Provided material —
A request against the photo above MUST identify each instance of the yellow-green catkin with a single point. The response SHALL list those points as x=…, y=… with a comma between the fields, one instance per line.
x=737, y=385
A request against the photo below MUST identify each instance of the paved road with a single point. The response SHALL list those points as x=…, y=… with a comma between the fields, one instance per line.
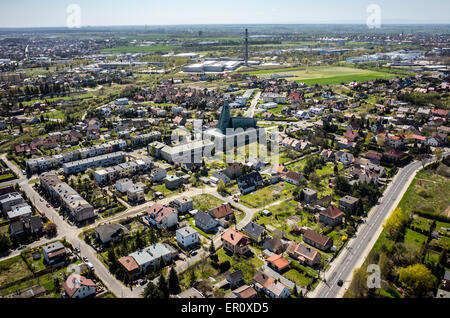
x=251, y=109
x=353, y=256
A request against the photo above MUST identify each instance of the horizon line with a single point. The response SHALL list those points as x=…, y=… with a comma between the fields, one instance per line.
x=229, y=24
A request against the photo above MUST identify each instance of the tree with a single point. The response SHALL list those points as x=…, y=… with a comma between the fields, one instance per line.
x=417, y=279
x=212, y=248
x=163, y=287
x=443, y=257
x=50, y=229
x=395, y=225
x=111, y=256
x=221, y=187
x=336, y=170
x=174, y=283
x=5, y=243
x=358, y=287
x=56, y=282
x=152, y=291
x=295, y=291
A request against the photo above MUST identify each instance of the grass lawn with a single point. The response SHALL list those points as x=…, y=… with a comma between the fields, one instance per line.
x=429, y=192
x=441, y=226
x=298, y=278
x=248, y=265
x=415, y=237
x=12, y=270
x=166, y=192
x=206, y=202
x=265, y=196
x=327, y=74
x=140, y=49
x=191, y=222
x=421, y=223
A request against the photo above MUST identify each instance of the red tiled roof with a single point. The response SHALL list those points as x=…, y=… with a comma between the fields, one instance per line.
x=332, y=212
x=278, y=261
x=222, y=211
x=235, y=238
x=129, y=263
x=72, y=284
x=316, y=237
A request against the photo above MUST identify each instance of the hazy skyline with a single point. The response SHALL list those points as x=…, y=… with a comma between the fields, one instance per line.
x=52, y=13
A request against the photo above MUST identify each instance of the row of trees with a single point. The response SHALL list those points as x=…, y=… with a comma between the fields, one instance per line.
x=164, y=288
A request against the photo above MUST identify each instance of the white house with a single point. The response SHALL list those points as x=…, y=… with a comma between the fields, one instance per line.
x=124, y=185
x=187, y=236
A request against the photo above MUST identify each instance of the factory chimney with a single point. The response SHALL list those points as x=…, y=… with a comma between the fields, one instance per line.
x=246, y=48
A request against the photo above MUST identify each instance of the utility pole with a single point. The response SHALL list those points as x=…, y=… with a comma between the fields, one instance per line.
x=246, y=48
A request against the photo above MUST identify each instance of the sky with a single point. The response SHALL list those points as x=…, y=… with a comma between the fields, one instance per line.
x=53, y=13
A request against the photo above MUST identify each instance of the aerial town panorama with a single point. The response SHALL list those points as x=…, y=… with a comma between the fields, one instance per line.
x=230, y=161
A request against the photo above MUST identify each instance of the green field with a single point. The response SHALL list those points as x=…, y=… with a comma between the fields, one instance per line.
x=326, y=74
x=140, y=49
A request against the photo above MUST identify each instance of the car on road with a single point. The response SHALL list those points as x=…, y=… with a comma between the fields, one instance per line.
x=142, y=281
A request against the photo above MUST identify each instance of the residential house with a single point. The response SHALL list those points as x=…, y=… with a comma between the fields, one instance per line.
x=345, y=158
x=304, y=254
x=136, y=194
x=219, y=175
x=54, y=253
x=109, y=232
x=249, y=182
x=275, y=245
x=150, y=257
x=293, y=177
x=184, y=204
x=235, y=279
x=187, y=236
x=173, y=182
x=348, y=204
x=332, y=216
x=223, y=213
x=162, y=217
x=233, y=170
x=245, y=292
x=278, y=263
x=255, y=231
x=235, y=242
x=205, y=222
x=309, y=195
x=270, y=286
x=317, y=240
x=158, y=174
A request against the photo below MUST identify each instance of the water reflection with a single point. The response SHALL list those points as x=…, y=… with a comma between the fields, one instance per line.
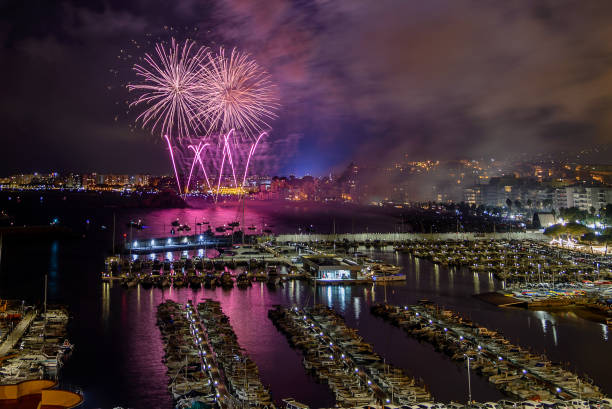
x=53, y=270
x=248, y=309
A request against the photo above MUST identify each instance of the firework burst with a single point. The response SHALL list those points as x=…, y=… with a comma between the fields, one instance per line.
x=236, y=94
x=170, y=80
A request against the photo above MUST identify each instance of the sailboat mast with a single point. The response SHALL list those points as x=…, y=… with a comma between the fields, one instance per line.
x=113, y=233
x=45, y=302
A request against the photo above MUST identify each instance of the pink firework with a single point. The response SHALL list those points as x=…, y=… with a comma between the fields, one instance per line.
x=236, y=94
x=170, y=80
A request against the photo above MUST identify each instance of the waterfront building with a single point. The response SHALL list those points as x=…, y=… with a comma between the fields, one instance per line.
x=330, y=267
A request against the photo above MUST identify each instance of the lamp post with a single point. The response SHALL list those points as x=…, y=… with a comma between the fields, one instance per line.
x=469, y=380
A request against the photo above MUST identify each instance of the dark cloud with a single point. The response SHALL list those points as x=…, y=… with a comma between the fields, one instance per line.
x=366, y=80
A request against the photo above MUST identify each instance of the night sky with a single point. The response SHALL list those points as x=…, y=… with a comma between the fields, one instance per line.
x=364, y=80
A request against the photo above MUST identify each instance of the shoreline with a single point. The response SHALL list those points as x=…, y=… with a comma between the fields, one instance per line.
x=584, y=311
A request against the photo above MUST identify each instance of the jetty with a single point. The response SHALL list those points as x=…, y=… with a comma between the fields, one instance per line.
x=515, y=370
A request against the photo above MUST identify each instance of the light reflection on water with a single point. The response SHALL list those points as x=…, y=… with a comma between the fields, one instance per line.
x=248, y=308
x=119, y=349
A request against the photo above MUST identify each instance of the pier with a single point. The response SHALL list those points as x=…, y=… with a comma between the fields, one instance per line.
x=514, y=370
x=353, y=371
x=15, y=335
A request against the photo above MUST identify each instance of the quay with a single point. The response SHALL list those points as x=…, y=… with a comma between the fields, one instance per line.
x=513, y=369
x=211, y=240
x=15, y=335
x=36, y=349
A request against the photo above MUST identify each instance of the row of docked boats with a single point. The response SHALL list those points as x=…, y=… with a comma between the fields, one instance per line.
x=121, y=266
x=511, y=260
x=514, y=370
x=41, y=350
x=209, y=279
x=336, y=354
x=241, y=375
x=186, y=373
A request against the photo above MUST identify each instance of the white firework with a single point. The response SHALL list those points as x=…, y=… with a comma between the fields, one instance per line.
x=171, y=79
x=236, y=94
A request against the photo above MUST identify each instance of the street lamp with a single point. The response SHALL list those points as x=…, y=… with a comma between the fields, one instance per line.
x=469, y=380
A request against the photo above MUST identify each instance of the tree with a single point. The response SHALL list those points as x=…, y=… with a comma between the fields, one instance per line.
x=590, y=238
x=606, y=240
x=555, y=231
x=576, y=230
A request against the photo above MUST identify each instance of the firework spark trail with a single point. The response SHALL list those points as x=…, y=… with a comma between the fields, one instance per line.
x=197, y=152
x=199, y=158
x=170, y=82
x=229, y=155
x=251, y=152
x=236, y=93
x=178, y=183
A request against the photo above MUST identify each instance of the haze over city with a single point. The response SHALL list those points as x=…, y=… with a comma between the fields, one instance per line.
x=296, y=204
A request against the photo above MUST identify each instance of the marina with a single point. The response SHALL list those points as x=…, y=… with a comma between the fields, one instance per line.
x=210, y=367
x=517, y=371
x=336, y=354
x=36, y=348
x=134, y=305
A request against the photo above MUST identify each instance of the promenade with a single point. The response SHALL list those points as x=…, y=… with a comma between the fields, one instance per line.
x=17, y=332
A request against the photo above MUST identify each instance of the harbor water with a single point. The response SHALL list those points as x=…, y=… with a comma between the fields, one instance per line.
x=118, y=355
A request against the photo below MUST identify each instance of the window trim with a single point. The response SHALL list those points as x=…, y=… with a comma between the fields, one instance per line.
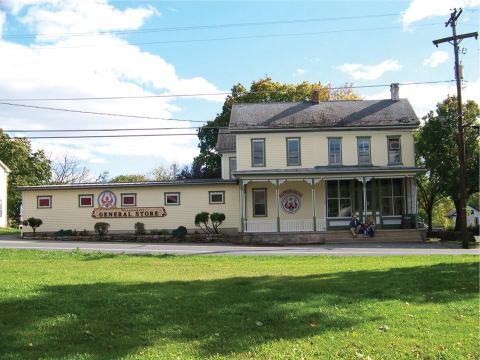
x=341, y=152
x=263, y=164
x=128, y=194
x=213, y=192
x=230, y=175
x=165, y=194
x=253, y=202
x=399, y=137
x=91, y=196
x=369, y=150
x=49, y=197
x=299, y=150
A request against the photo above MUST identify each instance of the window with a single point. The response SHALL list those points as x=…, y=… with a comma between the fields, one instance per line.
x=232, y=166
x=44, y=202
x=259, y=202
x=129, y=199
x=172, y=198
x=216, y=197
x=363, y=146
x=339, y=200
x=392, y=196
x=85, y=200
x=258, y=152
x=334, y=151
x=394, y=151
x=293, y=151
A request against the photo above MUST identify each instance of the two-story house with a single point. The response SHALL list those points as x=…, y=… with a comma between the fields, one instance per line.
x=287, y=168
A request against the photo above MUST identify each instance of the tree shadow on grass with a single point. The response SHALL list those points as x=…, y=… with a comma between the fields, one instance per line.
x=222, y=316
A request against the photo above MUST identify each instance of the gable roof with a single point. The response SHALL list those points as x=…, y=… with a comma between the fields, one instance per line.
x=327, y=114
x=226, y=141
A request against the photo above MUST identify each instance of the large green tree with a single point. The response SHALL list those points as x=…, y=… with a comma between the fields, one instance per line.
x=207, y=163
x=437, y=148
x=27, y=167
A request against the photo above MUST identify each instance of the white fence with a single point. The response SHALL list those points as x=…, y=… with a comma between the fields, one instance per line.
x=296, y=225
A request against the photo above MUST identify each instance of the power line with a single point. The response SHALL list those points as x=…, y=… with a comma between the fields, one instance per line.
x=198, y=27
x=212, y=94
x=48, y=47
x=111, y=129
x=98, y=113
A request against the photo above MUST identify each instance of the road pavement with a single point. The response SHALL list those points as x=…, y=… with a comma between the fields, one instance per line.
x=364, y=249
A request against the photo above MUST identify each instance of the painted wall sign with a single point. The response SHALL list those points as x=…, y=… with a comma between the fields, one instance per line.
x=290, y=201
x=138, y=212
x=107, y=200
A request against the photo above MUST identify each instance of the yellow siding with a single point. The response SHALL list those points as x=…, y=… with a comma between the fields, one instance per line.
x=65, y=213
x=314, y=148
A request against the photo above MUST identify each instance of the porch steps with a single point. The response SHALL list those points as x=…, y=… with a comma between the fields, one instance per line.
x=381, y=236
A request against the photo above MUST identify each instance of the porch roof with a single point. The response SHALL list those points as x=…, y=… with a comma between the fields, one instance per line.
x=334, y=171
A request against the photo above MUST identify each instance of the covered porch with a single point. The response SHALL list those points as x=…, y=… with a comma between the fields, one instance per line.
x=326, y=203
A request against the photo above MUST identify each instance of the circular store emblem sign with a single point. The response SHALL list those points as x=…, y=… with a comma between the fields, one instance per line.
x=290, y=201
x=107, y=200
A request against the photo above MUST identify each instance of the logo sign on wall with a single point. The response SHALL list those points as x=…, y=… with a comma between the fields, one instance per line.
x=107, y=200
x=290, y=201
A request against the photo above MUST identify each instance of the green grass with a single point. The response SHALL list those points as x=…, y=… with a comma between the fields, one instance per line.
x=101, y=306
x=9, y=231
--
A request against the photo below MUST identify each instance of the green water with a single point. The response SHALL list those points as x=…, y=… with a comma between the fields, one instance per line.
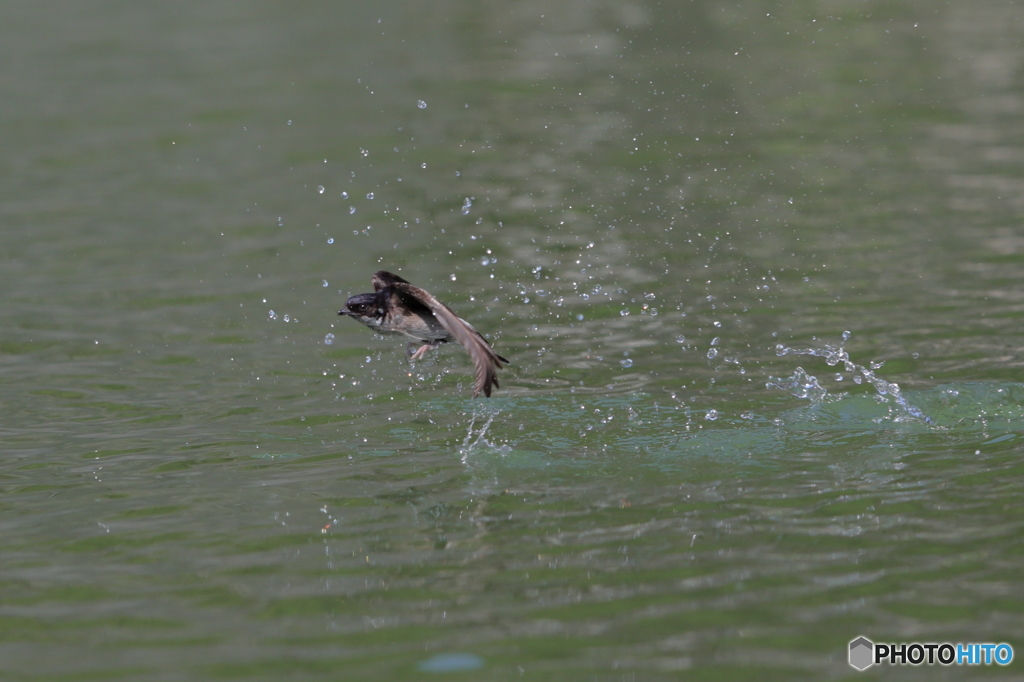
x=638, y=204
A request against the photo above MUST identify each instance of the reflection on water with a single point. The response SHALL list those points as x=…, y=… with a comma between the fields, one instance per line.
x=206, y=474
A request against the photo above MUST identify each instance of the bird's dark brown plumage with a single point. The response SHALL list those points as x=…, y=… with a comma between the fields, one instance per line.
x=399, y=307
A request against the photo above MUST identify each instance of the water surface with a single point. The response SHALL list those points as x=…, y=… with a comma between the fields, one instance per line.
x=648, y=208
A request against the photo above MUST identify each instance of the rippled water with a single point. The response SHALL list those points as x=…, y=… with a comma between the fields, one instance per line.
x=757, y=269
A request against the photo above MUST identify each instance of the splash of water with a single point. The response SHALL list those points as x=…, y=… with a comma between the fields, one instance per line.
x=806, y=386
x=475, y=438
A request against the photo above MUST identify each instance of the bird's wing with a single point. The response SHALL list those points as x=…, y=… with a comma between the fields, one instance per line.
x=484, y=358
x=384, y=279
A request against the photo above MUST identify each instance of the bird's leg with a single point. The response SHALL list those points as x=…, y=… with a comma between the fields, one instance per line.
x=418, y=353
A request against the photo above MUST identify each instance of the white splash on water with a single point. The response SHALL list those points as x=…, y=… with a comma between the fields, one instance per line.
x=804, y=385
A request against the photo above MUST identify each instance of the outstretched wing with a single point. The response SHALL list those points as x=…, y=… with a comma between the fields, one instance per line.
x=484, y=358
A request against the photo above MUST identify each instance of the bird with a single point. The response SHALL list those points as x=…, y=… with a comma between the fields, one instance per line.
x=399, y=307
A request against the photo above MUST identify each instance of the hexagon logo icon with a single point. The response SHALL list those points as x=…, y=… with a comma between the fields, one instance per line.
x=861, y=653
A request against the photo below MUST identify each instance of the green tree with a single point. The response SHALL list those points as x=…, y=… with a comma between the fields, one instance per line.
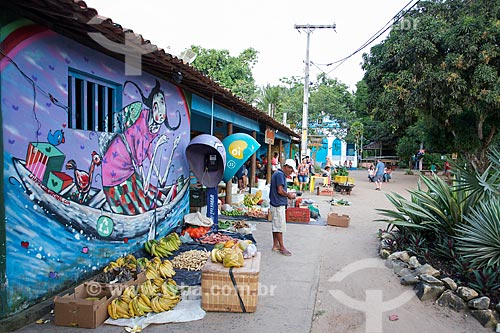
...
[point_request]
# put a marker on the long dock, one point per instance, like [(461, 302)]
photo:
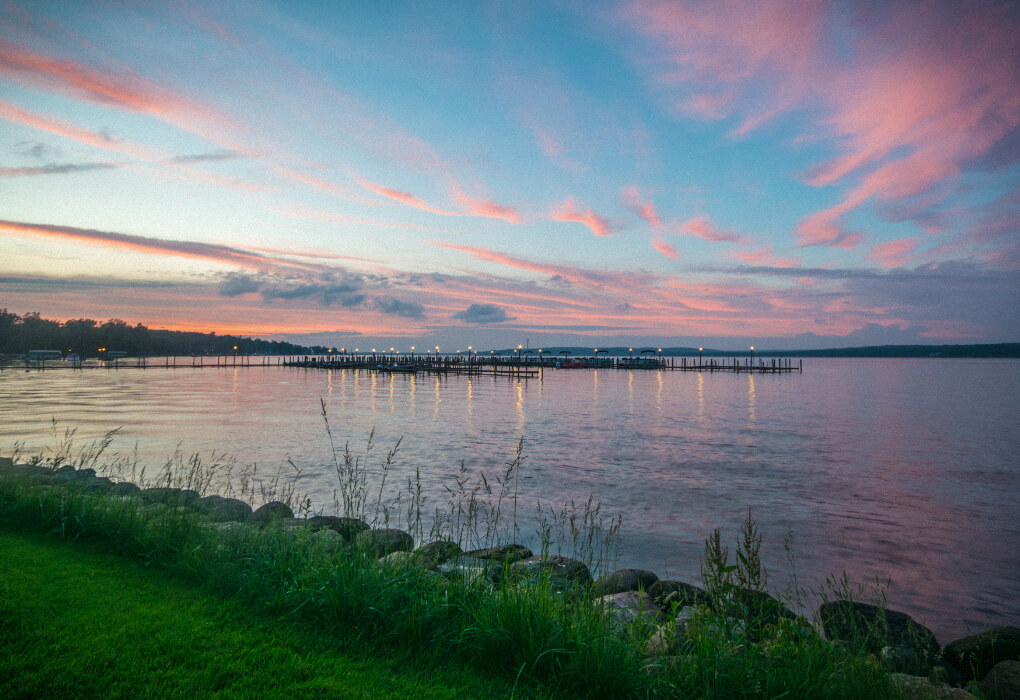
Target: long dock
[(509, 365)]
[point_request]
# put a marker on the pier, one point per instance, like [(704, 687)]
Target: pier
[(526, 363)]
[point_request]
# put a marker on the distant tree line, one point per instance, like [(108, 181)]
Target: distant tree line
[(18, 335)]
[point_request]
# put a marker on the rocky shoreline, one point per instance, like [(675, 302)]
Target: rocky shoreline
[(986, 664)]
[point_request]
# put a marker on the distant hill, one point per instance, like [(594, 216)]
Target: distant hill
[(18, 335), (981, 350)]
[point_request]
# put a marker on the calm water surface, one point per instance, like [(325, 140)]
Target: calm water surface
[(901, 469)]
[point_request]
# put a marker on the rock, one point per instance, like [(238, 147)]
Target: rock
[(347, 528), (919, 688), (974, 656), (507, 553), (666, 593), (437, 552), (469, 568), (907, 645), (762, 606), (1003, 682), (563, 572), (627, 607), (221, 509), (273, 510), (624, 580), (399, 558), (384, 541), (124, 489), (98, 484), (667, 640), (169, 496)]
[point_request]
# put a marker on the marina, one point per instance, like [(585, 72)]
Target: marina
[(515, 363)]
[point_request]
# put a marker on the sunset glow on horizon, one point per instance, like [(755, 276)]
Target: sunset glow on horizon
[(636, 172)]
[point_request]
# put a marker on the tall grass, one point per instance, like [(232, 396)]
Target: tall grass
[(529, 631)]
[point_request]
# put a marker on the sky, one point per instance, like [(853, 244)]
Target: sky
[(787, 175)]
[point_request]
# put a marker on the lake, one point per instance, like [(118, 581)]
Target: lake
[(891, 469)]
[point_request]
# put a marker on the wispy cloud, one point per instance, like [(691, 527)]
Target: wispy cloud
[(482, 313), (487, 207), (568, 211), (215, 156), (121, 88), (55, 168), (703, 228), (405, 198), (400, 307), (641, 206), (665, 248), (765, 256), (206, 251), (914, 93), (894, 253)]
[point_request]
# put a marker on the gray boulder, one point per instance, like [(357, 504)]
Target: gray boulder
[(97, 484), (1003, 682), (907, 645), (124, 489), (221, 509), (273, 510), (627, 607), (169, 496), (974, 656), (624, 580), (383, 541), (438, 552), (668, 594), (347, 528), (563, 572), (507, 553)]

Exercise details —
Using the data above, reproduce exactly the lines from the line that contains "# put a marker on the rock, one" through the line that contains "# put a marker on the marina, one", including both.

Response area —
# put a marker on the rock, one point per instance, like [(238, 147)]
Target: rock
[(347, 528), (919, 688), (974, 656), (507, 553), (666, 593), (437, 552), (469, 568), (907, 645), (762, 606), (1003, 682), (563, 572), (627, 607), (221, 509), (273, 510), (624, 580), (399, 558), (384, 541), (124, 489), (98, 484), (667, 640), (169, 496)]
[point_request]
# put a marker on the marina, one point per instance, like [(585, 72)]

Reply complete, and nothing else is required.